→ **Written task**
Emit a verbatim copy of the lines running from the line with "Check that each instance of the palm tree trunk" through the end of the material below.

* BEGIN *

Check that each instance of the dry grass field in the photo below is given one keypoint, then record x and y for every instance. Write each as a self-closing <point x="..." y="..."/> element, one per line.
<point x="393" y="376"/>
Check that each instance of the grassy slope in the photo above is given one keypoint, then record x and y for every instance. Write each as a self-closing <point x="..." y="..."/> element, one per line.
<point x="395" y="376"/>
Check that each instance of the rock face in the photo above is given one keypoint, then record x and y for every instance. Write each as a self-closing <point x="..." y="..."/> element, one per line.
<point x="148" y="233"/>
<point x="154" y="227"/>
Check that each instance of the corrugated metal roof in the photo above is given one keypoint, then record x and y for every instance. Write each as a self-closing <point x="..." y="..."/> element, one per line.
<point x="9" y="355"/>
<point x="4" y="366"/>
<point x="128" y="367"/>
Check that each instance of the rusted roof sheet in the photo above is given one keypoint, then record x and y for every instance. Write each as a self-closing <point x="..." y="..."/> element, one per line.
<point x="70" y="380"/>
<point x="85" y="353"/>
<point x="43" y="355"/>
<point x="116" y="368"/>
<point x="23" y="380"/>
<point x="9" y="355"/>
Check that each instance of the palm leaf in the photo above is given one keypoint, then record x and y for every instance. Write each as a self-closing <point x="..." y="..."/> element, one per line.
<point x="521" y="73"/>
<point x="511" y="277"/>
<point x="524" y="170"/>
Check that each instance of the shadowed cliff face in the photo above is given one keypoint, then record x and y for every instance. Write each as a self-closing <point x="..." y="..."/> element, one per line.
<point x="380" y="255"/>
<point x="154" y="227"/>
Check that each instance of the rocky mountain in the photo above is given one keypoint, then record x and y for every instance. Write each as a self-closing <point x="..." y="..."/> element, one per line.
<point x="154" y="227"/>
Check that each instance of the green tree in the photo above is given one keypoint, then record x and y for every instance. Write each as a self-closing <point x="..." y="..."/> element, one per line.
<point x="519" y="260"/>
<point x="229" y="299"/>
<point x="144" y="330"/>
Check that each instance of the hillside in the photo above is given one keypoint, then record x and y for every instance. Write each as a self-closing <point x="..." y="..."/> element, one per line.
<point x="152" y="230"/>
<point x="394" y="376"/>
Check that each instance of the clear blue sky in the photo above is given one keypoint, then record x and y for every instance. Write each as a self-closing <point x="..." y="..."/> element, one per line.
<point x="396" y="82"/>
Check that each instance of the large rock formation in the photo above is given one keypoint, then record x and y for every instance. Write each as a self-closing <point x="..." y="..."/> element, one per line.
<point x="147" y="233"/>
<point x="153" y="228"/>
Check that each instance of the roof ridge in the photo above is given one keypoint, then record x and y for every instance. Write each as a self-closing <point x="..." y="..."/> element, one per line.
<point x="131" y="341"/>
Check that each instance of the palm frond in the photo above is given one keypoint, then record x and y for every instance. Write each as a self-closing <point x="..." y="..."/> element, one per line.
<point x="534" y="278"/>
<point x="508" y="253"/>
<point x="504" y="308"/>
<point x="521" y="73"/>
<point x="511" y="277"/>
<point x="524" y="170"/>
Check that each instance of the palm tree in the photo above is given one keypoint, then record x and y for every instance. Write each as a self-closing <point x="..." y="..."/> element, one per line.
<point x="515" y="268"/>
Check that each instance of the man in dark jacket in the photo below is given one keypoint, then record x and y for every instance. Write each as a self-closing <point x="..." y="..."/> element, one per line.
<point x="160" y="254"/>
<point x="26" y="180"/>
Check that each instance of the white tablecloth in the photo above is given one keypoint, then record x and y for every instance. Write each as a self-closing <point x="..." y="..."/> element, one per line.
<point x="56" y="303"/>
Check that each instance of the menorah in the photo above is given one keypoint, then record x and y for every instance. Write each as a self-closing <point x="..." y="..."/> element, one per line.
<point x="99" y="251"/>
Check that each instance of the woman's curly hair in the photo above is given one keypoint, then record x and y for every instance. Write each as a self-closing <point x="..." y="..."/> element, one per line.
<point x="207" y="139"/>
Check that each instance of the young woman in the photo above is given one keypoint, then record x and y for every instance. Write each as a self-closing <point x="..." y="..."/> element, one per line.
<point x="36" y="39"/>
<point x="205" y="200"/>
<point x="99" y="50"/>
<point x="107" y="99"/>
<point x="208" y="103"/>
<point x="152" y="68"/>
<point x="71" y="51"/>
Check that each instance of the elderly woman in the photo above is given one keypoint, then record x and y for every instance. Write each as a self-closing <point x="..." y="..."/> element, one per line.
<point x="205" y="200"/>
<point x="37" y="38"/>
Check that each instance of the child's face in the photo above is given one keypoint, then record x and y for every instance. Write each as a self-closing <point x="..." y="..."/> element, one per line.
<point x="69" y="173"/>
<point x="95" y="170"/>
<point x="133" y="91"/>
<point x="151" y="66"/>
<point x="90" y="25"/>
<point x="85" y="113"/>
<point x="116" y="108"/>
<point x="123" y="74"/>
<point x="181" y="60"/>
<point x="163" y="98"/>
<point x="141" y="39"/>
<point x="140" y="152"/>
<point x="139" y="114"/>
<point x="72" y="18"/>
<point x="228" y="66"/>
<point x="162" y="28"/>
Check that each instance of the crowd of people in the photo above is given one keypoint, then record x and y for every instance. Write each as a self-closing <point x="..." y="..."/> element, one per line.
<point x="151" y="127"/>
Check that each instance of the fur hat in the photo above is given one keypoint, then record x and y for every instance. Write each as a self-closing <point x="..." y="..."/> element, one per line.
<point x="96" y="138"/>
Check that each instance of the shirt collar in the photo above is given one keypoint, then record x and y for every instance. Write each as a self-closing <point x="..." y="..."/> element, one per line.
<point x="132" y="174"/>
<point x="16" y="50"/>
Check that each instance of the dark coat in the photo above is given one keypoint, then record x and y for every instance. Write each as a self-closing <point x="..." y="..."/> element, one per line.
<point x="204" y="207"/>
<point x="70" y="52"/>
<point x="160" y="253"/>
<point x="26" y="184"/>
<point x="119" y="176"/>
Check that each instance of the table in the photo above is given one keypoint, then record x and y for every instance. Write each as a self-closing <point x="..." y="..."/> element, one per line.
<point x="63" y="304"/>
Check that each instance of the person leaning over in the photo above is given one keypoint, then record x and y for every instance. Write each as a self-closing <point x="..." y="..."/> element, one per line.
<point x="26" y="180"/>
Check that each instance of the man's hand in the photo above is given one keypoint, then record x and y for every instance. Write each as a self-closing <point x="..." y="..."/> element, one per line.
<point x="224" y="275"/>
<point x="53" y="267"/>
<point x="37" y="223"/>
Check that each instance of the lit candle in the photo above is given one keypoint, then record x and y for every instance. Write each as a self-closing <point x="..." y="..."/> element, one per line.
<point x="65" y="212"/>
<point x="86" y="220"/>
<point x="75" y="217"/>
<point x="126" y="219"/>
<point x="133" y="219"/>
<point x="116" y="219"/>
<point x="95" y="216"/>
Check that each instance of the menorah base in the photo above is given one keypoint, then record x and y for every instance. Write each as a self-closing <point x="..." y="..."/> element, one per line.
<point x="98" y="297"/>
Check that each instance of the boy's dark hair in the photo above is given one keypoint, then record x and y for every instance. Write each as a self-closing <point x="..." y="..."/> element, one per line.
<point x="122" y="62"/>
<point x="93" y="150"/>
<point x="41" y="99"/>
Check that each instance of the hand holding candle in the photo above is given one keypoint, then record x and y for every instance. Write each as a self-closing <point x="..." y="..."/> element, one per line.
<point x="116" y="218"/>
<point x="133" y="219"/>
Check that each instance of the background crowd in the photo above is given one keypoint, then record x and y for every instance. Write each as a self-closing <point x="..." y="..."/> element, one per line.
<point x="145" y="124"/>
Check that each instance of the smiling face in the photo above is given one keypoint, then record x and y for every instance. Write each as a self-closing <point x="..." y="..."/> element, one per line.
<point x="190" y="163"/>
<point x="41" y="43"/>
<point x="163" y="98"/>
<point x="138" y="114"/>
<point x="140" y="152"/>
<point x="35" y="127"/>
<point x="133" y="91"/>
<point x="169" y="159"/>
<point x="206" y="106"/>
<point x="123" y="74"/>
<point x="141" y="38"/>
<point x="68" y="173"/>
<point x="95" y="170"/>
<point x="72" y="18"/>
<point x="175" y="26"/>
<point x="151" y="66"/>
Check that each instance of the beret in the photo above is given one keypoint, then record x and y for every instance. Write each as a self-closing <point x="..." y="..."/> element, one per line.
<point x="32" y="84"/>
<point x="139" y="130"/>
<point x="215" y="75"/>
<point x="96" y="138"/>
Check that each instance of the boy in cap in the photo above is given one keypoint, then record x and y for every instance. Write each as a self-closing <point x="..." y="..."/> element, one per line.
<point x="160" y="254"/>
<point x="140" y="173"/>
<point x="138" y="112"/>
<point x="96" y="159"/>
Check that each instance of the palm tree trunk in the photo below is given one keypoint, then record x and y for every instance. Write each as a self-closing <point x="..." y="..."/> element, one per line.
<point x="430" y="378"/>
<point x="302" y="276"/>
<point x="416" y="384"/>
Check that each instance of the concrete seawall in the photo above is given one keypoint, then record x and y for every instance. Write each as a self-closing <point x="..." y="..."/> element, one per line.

* END *

→ **Answer in full**
Check that each instance of the palm tree trunk in the photo below is given one keypoint, then record x and y for every instance. Write each as a self-closing <point x="..." y="..."/> element, one per line.
<point x="430" y="378"/>
<point x="302" y="276"/>
<point x="416" y="384"/>
Check that each instance of the concrete seawall in the photo above is given one keypoint, then record x and y for every instance. Write each as a self-closing <point x="..." y="..."/> element, one per line.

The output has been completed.